* _PROBLEM_
Copy each line in the data that includes the word "below".

[Records contained in a dataset]

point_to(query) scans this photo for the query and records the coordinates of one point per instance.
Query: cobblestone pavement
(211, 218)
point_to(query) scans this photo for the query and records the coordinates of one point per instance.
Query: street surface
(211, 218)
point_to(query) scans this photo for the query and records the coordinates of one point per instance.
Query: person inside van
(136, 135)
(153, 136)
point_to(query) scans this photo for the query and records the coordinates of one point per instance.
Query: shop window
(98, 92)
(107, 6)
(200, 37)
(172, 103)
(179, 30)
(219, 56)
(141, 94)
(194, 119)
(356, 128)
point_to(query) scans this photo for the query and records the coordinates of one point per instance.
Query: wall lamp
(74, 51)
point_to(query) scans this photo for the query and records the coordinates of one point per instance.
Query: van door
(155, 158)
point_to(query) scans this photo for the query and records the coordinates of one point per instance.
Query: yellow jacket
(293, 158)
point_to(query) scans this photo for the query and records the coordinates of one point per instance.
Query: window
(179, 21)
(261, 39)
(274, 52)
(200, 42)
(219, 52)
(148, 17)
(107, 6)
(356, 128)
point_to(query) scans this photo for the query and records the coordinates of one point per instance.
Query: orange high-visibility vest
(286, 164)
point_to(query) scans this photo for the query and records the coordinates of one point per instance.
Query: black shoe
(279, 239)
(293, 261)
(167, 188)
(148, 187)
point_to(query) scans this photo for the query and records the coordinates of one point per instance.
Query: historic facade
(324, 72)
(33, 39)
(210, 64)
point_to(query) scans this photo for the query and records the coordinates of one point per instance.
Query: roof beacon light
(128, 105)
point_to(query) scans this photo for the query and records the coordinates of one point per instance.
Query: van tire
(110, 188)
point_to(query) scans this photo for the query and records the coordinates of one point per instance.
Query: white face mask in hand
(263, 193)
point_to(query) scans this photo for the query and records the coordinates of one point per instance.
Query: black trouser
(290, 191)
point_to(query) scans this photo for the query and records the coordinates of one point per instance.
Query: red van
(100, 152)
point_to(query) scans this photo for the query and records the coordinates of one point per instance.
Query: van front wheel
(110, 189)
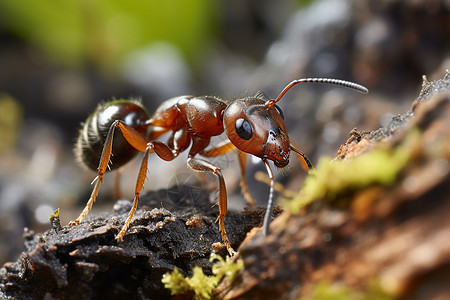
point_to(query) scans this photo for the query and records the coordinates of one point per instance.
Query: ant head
(257, 129)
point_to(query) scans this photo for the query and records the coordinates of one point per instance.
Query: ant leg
(304, 161)
(244, 188)
(164, 152)
(117, 192)
(221, 149)
(139, 184)
(269, 208)
(103, 165)
(225, 148)
(205, 166)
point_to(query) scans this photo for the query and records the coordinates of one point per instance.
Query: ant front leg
(103, 165)
(201, 165)
(164, 152)
(243, 183)
(224, 148)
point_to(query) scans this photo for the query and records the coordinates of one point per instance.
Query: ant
(252, 125)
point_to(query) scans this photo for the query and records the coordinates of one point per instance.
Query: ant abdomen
(92, 136)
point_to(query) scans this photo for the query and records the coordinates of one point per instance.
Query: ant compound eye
(244, 128)
(279, 111)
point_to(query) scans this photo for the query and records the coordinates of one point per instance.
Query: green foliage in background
(102, 32)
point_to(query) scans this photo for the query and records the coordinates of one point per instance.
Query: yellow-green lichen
(333, 177)
(200, 284)
(327, 291)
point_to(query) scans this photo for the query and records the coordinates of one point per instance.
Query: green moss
(334, 177)
(327, 291)
(200, 284)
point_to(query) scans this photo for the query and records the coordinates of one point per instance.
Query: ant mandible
(252, 125)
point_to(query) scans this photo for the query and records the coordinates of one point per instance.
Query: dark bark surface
(86, 261)
(387, 239)
(390, 241)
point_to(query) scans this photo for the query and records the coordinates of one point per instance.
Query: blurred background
(59, 59)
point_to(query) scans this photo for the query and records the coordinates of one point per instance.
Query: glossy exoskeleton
(252, 125)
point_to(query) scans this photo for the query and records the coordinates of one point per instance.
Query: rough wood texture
(86, 261)
(388, 239)
(391, 239)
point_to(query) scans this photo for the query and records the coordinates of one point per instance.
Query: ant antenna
(344, 83)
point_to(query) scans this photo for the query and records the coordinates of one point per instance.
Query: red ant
(252, 125)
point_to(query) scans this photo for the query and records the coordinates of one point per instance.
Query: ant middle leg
(164, 152)
(103, 165)
(224, 148)
(198, 164)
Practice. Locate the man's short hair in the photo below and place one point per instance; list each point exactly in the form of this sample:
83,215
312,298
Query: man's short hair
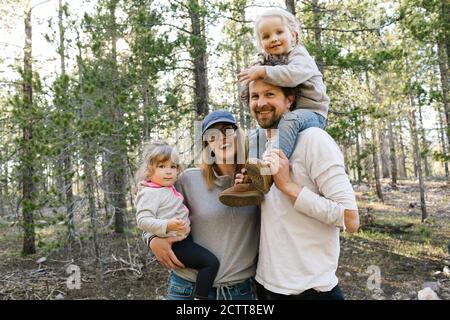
268,60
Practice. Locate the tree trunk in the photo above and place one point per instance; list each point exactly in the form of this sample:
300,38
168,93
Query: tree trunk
443,68
27,153
67,161
118,160
358,159
393,156
376,166
198,55
404,172
290,6
417,159
88,161
443,144
318,35
368,164
424,151
384,151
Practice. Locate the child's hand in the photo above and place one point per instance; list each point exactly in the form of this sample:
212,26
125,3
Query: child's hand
176,224
240,176
253,73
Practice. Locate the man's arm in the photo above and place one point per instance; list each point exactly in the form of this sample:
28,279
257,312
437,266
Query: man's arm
337,205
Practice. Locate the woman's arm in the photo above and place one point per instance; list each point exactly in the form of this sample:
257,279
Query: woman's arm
162,249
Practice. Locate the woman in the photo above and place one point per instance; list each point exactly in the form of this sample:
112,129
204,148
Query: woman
231,234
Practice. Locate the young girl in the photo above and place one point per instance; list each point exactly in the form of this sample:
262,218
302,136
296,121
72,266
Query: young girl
277,34
160,212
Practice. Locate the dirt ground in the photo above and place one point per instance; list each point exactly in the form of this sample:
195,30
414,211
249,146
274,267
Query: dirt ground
392,257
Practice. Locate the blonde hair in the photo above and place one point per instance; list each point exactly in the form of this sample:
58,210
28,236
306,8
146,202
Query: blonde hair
153,154
208,168
286,17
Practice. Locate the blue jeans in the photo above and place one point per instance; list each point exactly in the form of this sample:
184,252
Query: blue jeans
181,289
294,122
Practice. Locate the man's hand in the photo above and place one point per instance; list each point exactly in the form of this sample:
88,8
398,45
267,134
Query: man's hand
252,73
162,249
240,176
279,167
177,225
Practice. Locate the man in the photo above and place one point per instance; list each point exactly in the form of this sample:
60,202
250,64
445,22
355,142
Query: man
310,201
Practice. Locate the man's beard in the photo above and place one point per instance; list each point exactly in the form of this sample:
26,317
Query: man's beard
270,123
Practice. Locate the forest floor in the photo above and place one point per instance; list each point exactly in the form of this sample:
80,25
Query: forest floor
392,243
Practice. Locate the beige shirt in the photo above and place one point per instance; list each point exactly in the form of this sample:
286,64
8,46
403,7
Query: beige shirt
301,71
299,246
154,208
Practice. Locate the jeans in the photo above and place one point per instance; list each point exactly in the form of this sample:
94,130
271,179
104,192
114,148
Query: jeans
195,256
294,122
181,289
310,294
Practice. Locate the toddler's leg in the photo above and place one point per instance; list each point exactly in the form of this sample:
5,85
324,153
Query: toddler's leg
294,122
195,256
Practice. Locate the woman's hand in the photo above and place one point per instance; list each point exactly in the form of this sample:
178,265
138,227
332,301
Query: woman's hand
162,249
177,225
240,176
279,167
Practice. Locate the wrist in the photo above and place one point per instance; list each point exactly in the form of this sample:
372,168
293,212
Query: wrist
291,189
149,241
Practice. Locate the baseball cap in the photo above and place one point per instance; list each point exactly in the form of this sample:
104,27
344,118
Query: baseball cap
216,117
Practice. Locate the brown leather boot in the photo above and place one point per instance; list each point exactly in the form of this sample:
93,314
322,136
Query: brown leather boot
239,195
260,175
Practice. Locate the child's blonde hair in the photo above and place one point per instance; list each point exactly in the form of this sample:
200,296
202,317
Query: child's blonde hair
153,154
286,17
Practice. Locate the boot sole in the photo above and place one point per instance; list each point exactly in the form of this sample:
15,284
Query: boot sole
254,173
241,200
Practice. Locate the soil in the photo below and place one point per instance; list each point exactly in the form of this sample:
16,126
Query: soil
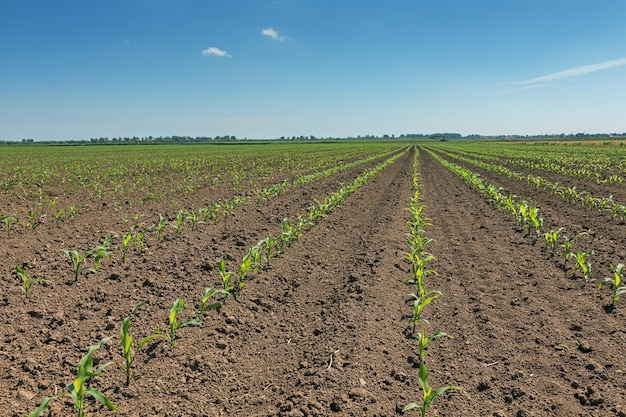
323,330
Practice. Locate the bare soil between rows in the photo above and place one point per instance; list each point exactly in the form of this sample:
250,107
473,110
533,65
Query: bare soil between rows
322,331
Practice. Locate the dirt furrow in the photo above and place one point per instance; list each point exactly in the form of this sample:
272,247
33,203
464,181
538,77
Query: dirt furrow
527,339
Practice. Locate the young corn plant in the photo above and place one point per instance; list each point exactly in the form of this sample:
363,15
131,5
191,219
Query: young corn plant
552,238
59,217
78,389
205,303
9,223
269,246
174,324
127,240
126,341
34,219
616,281
419,302
194,218
429,395
534,219
178,221
582,265
77,259
228,287
423,341
160,228
28,282
101,251
567,247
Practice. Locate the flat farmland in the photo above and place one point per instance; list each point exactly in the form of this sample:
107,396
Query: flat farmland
306,248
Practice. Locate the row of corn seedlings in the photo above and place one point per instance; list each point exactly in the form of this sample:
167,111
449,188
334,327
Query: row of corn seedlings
292,230
129,181
81,387
136,235
266,249
590,163
570,194
421,296
528,214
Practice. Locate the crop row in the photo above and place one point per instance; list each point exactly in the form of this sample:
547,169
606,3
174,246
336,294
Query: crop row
421,296
232,283
601,166
570,194
57,186
526,214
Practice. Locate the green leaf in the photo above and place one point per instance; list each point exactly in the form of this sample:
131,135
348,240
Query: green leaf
410,407
102,399
42,407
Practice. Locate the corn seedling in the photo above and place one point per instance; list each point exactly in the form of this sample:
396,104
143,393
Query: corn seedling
73,211
126,341
127,239
534,219
583,265
178,221
419,302
76,260
28,282
567,247
34,219
59,217
101,251
78,390
618,276
160,228
269,245
423,341
140,238
226,278
174,324
194,218
429,395
205,304
552,239
9,222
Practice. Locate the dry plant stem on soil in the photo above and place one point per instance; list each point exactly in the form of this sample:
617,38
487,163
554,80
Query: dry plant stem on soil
78,389
615,282
28,281
170,333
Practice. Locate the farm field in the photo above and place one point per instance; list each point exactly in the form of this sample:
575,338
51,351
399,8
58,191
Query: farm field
318,322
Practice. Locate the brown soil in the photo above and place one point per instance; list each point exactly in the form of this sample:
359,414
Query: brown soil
324,329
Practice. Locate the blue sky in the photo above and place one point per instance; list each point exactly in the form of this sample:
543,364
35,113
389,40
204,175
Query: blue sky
269,68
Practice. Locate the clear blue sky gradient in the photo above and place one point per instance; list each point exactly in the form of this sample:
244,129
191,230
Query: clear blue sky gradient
76,69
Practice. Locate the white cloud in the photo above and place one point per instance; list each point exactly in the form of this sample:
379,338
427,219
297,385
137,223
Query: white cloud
573,72
213,51
271,33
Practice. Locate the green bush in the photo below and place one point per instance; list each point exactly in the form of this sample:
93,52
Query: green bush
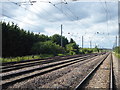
72,48
47,47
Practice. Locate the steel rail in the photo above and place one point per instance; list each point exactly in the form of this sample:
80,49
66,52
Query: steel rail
111,74
5,84
80,85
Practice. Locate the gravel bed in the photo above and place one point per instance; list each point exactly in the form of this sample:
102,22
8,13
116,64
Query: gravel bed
116,69
70,73
101,78
33,67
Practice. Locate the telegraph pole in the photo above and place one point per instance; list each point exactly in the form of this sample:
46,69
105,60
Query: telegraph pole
90,44
118,23
116,41
82,41
61,35
119,34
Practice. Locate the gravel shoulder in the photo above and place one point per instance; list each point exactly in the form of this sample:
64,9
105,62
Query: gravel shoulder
65,77
101,78
116,69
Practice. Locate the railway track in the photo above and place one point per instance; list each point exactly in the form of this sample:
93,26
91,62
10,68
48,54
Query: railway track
22,64
13,76
85,81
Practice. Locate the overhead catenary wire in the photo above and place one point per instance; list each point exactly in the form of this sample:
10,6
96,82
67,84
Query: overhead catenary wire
33,26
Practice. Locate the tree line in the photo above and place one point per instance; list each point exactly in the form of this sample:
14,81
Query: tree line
19,42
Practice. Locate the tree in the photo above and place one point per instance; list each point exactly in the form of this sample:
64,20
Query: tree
56,38
72,41
72,48
47,47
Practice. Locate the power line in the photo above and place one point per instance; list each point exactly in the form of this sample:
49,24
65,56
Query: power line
59,10
34,26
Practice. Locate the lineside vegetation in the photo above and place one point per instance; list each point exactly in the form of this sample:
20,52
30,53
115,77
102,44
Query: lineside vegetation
19,44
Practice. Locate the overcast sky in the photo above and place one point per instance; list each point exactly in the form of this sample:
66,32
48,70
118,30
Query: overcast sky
95,21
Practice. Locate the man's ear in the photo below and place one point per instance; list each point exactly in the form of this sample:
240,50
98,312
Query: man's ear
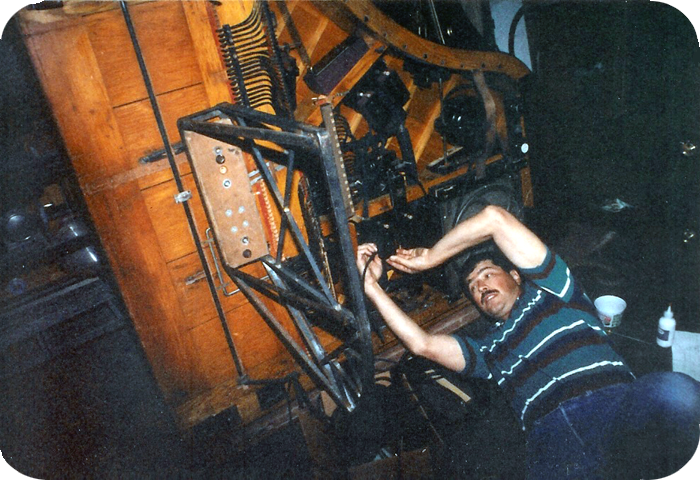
516,276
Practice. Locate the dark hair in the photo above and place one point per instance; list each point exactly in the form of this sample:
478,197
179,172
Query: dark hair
479,253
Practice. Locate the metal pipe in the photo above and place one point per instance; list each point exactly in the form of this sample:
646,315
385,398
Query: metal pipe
180,188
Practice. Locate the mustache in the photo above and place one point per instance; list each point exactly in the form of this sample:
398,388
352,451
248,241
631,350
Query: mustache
487,292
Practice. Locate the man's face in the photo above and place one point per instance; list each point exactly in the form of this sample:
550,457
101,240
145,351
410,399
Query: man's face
493,289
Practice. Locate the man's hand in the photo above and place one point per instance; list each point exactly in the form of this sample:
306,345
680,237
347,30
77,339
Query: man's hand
411,260
369,264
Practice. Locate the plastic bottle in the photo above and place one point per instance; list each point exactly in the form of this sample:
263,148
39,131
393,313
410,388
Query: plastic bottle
667,329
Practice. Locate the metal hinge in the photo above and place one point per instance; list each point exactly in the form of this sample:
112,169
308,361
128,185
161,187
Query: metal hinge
183,196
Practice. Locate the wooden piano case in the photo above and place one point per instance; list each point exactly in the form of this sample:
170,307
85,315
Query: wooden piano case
90,72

* _OUTPUT OF THE EXERCISE_
Practice. Locate the man's short hair in the photo below and place one point per instance; list each point exactly in the form of this sample:
Practice. Locate the soil in the photo below and place one point per instance; list each point exactly in the form of this sample:
Practice. Locate the green bush in the photo below and place one point per instance; list each point exactly in the form of this sample:
Practice. Locate the man's ear in the photo below and place one point per instance; list each point exactly in the form of this sample:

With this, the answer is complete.